(Collected data entries)
━━━━━━━━━━
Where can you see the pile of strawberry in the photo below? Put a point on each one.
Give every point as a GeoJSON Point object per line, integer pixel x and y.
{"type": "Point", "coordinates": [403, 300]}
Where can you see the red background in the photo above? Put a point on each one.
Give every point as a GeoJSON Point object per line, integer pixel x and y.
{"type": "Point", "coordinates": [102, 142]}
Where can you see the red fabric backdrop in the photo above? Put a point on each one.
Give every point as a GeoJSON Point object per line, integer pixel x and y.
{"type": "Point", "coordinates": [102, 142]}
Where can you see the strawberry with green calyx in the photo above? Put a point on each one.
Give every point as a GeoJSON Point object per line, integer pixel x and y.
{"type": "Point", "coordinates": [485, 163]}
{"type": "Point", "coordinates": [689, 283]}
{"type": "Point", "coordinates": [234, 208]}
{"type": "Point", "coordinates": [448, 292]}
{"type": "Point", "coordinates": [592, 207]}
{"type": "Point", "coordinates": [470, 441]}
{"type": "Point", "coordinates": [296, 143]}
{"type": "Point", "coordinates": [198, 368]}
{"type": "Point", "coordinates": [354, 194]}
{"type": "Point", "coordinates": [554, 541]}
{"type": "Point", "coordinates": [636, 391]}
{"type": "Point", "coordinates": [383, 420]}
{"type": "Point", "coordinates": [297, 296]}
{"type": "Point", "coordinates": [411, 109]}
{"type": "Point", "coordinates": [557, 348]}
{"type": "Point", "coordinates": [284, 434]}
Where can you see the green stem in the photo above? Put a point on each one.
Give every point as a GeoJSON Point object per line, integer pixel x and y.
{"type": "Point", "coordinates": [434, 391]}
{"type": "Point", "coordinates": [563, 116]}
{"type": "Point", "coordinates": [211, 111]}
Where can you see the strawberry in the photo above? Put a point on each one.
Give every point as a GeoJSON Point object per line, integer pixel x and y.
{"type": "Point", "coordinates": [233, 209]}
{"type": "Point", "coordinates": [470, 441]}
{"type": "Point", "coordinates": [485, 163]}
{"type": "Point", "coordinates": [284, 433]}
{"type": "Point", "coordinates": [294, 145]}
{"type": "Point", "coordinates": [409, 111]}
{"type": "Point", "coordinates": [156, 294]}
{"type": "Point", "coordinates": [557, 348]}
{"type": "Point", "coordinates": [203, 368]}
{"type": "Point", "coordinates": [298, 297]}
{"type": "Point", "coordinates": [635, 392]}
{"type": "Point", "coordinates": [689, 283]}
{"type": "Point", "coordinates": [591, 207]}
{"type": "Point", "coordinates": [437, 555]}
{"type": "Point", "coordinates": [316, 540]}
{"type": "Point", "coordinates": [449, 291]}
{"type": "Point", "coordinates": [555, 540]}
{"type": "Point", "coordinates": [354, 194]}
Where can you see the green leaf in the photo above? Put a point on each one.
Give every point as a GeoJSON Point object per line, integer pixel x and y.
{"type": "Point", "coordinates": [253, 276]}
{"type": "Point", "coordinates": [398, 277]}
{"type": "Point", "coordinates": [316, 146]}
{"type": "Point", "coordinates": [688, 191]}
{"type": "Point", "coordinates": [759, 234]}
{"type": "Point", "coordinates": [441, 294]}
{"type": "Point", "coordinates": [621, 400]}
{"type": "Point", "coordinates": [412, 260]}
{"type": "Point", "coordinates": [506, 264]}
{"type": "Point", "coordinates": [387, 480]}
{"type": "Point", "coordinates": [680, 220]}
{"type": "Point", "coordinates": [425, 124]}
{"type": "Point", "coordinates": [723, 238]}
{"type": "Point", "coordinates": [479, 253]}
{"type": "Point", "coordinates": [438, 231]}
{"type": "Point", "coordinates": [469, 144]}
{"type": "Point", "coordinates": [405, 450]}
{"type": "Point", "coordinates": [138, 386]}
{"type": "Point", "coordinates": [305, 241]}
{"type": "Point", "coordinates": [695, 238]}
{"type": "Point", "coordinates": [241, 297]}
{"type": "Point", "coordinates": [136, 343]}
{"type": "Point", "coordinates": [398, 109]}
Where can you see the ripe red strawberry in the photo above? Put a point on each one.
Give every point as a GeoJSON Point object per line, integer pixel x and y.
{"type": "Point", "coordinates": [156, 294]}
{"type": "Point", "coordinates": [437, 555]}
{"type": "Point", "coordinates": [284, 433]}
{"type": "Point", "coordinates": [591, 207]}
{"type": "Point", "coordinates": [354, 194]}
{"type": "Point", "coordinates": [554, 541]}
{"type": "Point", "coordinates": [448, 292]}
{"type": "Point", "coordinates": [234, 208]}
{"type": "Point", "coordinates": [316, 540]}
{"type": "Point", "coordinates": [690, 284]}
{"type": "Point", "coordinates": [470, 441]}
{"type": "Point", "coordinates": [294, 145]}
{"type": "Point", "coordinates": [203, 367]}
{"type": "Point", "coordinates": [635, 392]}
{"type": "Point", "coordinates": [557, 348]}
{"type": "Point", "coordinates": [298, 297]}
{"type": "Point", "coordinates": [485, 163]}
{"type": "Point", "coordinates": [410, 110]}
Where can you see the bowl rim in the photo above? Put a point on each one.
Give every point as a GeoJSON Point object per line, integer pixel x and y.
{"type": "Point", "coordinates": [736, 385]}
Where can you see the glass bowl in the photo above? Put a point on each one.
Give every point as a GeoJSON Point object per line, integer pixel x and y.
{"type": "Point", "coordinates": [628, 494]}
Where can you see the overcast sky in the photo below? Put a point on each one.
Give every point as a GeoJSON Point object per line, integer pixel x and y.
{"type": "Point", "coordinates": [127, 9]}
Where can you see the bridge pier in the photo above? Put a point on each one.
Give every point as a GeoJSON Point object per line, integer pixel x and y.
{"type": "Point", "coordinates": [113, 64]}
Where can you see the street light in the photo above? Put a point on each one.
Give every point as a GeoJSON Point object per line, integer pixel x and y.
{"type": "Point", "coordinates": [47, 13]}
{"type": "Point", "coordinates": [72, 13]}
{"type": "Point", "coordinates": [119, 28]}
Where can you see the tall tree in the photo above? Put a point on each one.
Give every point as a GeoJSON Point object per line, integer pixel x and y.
━━━━━━━━━━
[Instructions for the task]:
Output each line of the material above as a JSON list of strings, one string per line, leaving out blank lines.

[Response for this exercise]:
[
  "Where can you see the pile of strawberry in the photo below? Put a point on each one.",
  "Give every point as a GeoJSON Point object per line, integer pixel x and y.",
  "{\"type\": \"Point\", \"coordinates\": [403, 300]}",
  "Where can you see the red background in the photo above? Put a point on each one.",
  "Give every point as a GeoJSON Point object per line, integer pixel x and y.",
  "{\"type\": \"Point\", \"coordinates\": [102, 142]}",
  "Where can you see the red fabric backdrop in the photo above? Put a point on each one.",
  "Give every point as a GeoJSON Point object per line, integer pixel x and y.",
  "{\"type\": \"Point\", \"coordinates\": [102, 142]}",
  "Where can you see the strawberry with green calyx in the photo above? Put a point on each one.",
  "Give every point as a GeoJSON Point object per line, integer pixel x and y.",
  "{\"type\": \"Point\", \"coordinates\": [485, 163]}",
  "{\"type\": \"Point\", \"coordinates\": [689, 283]}",
  "{\"type\": \"Point\", \"coordinates\": [234, 208]}",
  "{\"type\": \"Point\", \"coordinates\": [448, 292]}",
  "{\"type\": \"Point\", \"coordinates\": [592, 207]}",
  "{\"type\": \"Point\", \"coordinates\": [470, 441]}",
  "{\"type\": \"Point\", \"coordinates\": [296, 143]}",
  "{\"type\": \"Point\", \"coordinates\": [198, 368]}",
  "{\"type\": \"Point\", \"coordinates\": [354, 194]}",
  "{\"type\": \"Point\", \"coordinates\": [554, 541]}",
  "{\"type\": \"Point\", \"coordinates\": [636, 391]}",
  "{\"type\": \"Point\", \"coordinates\": [383, 420]}",
  "{\"type\": \"Point\", \"coordinates\": [297, 296]}",
  "{\"type\": \"Point\", \"coordinates\": [411, 109]}",
  "{\"type\": \"Point\", \"coordinates\": [557, 348]}",
  "{\"type\": \"Point\", \"coordinates\": [284, 434]}",
  "Where can you see the green stem in the photo above? Put a point on each one.",
  "Give every point as a GeoJSON Point object per line, integer pixel x and y.",
  "{\"type\": \"Point\", \"coordinates\": [434, 391]}",
  "{\"type\": \"Point\", \"coordinates\": [563, 116]}",
  "{\"type\": \"Point\", \"coordinates\": [211, 111]}",
  "Where can you see the strawberry in the photo above? Put a point on each one.",
  "Give every point as a GeoJSON Point object per line, integer pixel x and y.",
  "{\"type\": \"Point\", \"coordinates\": [233, 209]}",
  "{\"type\": \"Point\", \"coordinates\": [470, 441]}",
  "{\"type\": \"Point\", \"coordinates\": [485, 163]}",
  "{\"type\": \"Point\", \"coordinates\": [284, 433]}",
  "{\"type\": \"Point\", \"coordinates\": [294, 145]}",
  "{\"type\": \"Point\", \"coordinates\": [409, 111]}",
  "{\"type\": \"Point\", \"coordinates\": [156, 294]}",
  "{\"type\": \"Point\", \"coordinates\": [557, 348]}",
  "{\"type\": \"Point\", \"coordinates\": [203, 368]}",
  "{\"type\": \"Point\", \"coordinates\": [298, 297]}",
  "{\"type\": \"Point\", \"coordinates\": [635, 392]}",
  "{\"type\": \"Point\", \"coordinates\": [689, 283]}",
  "{\"type\": \"Point\", \"coordinates\": [591, 207]}",
  "{\"type\": \"Point\", \"coordinates\": [437, 555]}",
  "{\"type\": \"Point\", \"coordinates\": [316, 540]}",
  "{\"type\": \"Point\", \"coordinates\": [449, 291]}",
  "{\"type\": \"Point\", \"coordinates\": [555, 540]}",
  "{\"type\": \"Point\", \"coordinates\": [354, 194]}",
  "Where can you see the green leaf in the photo above? Put a point on each one.",
  "Give every point as a GeoJSON Point object per line, integer pixel x and y.",
  "{\"type\": \"Point\", \"coordinates\": [253, 276]}",
  "{\"type\": \"Point\", \"coordinates\": [398, 277]}",
  "{\"type\": \"Point\", \"coordinates\": [316, 146]}",
  "{\"type\": \"Point\", \"coordinates\": [688, 191]}",
  "{\"type\": \"Point\", \"coordinates\": [759, 234]}",
  "{\"type\": \"Point\", \"coordinates\": [441, 294]}",
  "{\"type\": \"Point\", \"coordinates\": [621, 400]}",
  "{\"type\": \"Point\", \"coordinates\": [412, 260]}",
  "{\"type\": \"Point\", \"coordinates\": [506, 264]}",
  "{\"type\": \"Point\", \"coordinates\": [387, 480]}",
  "{\"type\": \"Point\", \"coordinates\": [680, 220]}",
  "{\"type\": \"Point\", \"coordinates\": [425, 124]}",
  "{\"type\": \"Point\", \"coordinates\": [723, 238]}",
  "{\"type\": \"Point\", \"coordinates\": [479, 253]}",
  "{\"type\": \"Point\", \"coordinates\": [438, 231]}",
  "{\"type\": \"Point\", \"coordinates\": [469, 144]}",
  "{\"type\": \"Point\", \"coordinates\": [405, 450]}",
  "{\"type\": \"Point\", \"coordinates\": [138, 386]}",
  "{\"type\": \"Point\", \"coordinates\": [305, 241]}",
  "{\"type\": \"Point\", \"coordinates\": [695, 238]}",
  "{\"type\": \"Point\", \"coordinates\": [241, 297]}",
  "{\"type\": \"Point\", \"coordinates\": [136, 343]}",
  "{\"type\": \"Point\", \"coordinates\": [398, 109]}",
  "Where can you see the ripe red strawberry in the photo above? Put a point on each one.",
  "Give every point as a GeoJSON Point object per line, integer pixel x and y.",
  "{\"type\": \"Point\", \"coordinates\": [156, 294]}",
  "{\"type\": \"Point\", \"coordinates\": [437, 555]}",
  "{\"type\": \"Point\", \"coordinates\": [284, 433]}",
  "{\"type\": \"Point\", \"coordinates\": [591, 207]}",
  "{\"type\": \"Point\", \"coordinates\": [354, 194]}",
  "{\"type\": \"Point\", \"coordinates\": [554, 541]}",
  "{\"type\": \"Point\", \"coordinates\": [448, 292]}",
  "{\"type\": \"Point\", \"coordinates\": [234, 208]}",
  "{\"type\": \"Point\", \"coordinates\": [316, 540]}",
  "{\"type\": \"Point\", \"coordinates\": [690, 284]}",
  "{\"type\": \"Point\", \"coordinates\": [470, 441]}",
  "{\"type\": \"Point\", \"coordinates\": [294, 145]}",
  "{\"type\": \"Point\", \"coordinates\": [203, 367]}",
  "{\"type\": \"Point\", \"coordinates\": [635, 392]}",
  "{\"type\": \"Point\", \"coordinates\": [557, 348]}",
  "{\"type\": \"Point\", \"coordinates\": [298, 297]}",
  "{\"type\": \"Point\", \"coordinates\": [485, 163]}",
  "{\"type\": \"Point\", \"coordinates\": [410, 110]}",
  "Where can you see the bowl rim in the photo above? Put a point on each one.",
  "Give every point as a GeoJSON Point object per line, integer pixel x and y.",
  "{\"type\": \"Point\", \"coordinates\": [736, 385]}",
  "Where can you see the glass bowl in the photo above? Put a point on each one.",
  "Give every point as a GeoJSON Point object per line, integer pixel x and y.",
  "{\"type\": \"Point\", \"coordinates\": [628, 494]}",
  "Where can you see the overcast sky in the photo below? Put a point on each one.",
  "Give every point as a GeoJSON Point object per line, integer pixel x and y.",
  "{\"type\": \"Point\", \"coordinates\": [127, 9]}",
  "Where can you see the bridge pier in the photo above? Put a point on each one.",
  "Give every point as a GeoJSON Point object per line, integer pixel x and y.",
  "{\"type\": \"Point\", \"coordinates\": [113, 64]}",
  "Where can you see the street light in the photo above? Put a point on each one.",
  "Give every point as a GeoJSON Point object per line, integer pixel x and y.",
  "{\"type\": \"Point\", \"coordinates\": [47, 13]}",
  "{\"type\": \"Point\", \"coordinates\": [72, 13]}",
  "{\"type\": \"Point\", \"coordinates\": [119, 28]}",
  "Where can you see the tall tree in the photo above? Put a point on each one.",
  "Give every point as a GeoJSON Point object per line, integer pixel x and y."
]